# Need help with Toyota Camry JBL System to aftermarket Navigation Unit



## kermitson (Dec 11, 2009)

I have a 07 Toyota Camry with the JBL system currently in it. I want to install an aftermarket Nav unit which I have already purchased. 

The problem that I am having is the unit I purchased is a plug and play unit for the NON-JBL car. 

I know a interface is required to keep the amp going. I purchased a PAC unit for this. 

My problem is that the stereo wiring harness is different on the regular non-jbl stereos vs. the JBL-units. 

My aftermarket stereo does not come with ANY wiring info with it. It is a China unit made just for the Camry. 

What I thought about doing is finding out what the wiring is on the non-JBL harness and then wiring it to match the JBL harness. The only problem I have is I can not find out the info on the wiring of both harnesses.

I know that my JBL has a 20 pin main connector which the PAC plugs into. The other I am sure probably must be for the speaker wires? ...and the third one must be for the steering wheel controls.

☆ ☆ ☆ ☆ ☆ ☆ ☆

EXERCISE TASKS:
1. Please say whether each statement agrees with the Camry navigation post, answering yes or no and quoting the words of the post that decide it: (a) The writer bought a PAC unit so the amp would keep working. (b) The aftermarket unit came with complete wiring information. (c) The JBL system's main connector has 24 pins.
2. Write the next part of the Camry navigation post, starting after its last sentence.

MATERIAL PROVIDED:
☆ ☆ ☆ ☆ ☆ ☆ ☆

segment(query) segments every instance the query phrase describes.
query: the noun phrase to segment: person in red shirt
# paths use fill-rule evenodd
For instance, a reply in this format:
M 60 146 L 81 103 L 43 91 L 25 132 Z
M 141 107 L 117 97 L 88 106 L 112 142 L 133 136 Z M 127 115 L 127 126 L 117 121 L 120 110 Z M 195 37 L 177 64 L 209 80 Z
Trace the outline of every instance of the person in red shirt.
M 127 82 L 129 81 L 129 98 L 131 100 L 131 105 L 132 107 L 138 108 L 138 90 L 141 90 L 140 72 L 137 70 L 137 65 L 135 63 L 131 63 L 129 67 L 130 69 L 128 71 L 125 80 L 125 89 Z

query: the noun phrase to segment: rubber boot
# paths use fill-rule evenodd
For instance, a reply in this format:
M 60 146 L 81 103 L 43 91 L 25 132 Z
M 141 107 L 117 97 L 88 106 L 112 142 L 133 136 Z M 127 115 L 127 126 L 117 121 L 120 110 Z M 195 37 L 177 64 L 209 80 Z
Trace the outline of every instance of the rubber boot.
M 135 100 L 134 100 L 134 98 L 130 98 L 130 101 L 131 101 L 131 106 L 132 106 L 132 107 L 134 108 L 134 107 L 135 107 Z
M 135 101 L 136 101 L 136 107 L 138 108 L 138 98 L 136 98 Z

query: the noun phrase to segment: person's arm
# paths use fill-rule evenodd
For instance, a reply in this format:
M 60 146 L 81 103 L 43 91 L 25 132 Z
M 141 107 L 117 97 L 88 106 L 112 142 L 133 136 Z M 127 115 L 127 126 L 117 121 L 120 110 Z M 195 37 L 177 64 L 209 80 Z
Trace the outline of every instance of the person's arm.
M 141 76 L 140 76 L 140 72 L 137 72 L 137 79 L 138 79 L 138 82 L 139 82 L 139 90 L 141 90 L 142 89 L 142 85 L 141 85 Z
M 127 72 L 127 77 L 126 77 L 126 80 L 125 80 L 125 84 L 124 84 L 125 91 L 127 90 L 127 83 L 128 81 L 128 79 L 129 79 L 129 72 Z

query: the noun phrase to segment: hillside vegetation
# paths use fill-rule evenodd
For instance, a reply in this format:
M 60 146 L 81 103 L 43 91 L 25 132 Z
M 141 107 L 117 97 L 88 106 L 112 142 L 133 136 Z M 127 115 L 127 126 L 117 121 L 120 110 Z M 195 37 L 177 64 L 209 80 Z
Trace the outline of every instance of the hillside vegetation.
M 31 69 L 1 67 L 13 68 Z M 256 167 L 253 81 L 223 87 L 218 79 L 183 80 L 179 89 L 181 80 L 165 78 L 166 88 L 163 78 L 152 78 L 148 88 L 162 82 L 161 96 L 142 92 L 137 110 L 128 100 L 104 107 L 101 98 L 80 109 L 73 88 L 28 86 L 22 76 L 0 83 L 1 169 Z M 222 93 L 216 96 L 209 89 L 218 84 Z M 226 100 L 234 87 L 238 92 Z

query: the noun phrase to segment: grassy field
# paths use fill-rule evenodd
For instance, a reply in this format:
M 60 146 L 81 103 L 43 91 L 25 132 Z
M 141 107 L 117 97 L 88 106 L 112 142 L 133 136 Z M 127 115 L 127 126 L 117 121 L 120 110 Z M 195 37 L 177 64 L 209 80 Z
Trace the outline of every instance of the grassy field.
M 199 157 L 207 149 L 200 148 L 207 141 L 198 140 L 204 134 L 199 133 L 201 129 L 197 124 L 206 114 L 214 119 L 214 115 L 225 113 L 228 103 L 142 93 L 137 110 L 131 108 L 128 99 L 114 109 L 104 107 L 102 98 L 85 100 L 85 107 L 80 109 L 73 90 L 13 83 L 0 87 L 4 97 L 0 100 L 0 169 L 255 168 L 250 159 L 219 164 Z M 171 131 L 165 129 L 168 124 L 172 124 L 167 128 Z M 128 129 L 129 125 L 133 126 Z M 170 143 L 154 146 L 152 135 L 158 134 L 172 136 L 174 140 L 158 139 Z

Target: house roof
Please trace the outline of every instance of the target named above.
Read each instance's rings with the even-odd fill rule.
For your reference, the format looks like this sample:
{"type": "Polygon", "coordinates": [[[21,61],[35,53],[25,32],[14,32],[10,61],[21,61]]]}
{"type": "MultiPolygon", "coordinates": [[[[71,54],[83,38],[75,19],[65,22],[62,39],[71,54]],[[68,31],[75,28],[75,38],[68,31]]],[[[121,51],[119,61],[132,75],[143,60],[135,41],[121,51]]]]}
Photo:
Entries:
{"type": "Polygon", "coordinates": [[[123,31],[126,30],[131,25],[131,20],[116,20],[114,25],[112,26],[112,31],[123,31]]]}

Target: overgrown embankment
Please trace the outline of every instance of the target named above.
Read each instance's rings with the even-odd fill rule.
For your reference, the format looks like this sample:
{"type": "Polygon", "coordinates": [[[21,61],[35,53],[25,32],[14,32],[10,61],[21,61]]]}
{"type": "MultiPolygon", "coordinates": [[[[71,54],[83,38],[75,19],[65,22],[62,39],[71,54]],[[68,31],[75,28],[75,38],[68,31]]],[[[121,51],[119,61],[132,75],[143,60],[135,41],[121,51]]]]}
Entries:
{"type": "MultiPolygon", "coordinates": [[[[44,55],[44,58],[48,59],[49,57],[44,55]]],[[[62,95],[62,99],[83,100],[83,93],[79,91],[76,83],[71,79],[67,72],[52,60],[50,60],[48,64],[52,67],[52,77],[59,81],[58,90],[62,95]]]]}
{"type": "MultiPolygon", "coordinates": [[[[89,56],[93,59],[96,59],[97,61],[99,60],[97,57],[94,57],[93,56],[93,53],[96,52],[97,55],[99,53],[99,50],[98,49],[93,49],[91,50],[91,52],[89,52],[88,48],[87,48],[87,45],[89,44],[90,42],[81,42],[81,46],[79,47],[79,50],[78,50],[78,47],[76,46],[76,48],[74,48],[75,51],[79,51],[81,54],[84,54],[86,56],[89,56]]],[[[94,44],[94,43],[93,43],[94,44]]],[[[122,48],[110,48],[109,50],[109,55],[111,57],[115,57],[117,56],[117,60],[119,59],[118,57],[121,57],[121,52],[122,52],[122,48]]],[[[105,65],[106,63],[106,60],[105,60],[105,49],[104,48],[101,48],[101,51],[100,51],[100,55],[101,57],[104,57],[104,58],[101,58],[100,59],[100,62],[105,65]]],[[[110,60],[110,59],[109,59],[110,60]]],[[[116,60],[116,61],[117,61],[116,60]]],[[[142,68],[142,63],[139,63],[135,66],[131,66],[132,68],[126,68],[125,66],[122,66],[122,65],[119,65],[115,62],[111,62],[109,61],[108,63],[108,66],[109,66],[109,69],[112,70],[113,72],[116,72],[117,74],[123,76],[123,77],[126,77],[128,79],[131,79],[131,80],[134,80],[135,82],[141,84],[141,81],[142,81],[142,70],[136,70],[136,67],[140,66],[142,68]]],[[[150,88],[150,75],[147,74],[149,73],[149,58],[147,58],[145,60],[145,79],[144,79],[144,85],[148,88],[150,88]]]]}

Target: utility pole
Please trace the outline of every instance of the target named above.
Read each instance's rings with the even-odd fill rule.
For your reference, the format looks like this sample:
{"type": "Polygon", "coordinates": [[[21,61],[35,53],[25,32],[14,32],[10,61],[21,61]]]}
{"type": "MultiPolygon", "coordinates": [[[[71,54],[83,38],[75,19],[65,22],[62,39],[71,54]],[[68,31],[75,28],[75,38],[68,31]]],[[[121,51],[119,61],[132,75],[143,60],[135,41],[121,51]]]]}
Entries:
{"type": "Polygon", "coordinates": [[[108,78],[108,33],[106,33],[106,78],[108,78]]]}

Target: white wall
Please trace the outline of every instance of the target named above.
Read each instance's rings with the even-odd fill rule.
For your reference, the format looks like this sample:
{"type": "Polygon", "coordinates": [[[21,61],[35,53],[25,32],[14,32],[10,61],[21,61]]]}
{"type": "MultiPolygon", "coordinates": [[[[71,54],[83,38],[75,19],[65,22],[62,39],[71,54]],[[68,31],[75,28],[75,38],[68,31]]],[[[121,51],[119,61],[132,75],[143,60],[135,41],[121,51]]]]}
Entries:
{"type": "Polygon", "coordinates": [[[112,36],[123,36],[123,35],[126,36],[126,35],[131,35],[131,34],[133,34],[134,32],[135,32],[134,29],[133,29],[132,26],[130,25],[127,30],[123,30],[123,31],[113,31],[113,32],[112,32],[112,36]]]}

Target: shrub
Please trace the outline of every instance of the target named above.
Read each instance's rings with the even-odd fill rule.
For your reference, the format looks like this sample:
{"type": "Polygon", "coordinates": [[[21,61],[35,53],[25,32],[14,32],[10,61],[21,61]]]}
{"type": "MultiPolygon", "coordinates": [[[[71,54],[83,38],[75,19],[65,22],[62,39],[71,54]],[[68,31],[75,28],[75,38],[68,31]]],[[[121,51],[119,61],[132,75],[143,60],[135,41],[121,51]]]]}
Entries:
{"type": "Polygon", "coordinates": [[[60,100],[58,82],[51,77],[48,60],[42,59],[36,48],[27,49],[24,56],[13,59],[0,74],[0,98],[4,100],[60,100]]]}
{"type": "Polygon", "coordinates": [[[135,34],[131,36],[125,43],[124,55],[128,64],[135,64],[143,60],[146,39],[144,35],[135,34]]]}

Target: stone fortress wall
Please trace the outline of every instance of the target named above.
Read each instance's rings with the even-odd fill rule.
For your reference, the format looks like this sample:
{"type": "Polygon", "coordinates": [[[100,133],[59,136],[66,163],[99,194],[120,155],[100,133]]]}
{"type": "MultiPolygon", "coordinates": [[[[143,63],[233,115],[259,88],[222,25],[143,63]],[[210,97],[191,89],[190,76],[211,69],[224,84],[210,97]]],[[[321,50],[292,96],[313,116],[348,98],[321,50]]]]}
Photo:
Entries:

☆ ☆ ☆ ☆ ☆ ☆ ☆

ANSWERS TO THE EXERCISES:
1.
(a) Yes: "I know a interface is required to keep the amp going. I purchased a PAC unit for this."
(b) No: "My aftermarket stereo does not come with ANY wiring info with it."
(c) No: "I know that my JBL has a 20 pin main connector which the PAC plugs into."

2.
The base camry stereo has the 10 pin and the 6 pin harness and also has the third one for the steering wheel controls.

If I could maybe find a set of male plugs to go into the aftermarket "plug and play harness" and then maybe a female set of wires for the JBL system harness wires, I might be able to wire them together...but I will still need the wiring info.

Can anyone help me with this? I am in Houston, so if anyone local could help that would be great too. 

I installed this same unit in my wife's 07 Camry w/o JBL and it was a simple plug and play with no wiring needed, so this is a big difference from that one. 

Someone please help!!! Thank you in advance!!!


----------



## nineball (Jan 17, 2008)

SCOSCHE TA07SR Select 2004-up Toyota Stereo Replacement for JBL Equipped Vehicles The TA07SR radio replacement interface was designed to make installation of any brand name aftermarket head-unit simple. The TA07SR allows the customer to replace the f


well i found a few different ones for the jbl system. call them directly and they will hook you up with the right stuff. i have bought from them many times.


----------



## tinctorus (Oct 5, 2009)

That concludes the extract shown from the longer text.